● **Given exercise**: Print the material below line for line, changing nothing.

-------- Data to use --------

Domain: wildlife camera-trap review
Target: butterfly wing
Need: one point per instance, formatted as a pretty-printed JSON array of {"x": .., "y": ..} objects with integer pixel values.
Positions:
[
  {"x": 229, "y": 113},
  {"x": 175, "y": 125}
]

--------

● **Answer below**:
Domain: wildlife camera-trap review
Target: butterfly wing
Need: one point per instance, formatted as a pretty-printed JSON array of {"x": .., "y": ..} objects with integer pixel values.
Positions:
[
  {"x": 229, "y": 113},
  {"x": 175, "y": 125}
]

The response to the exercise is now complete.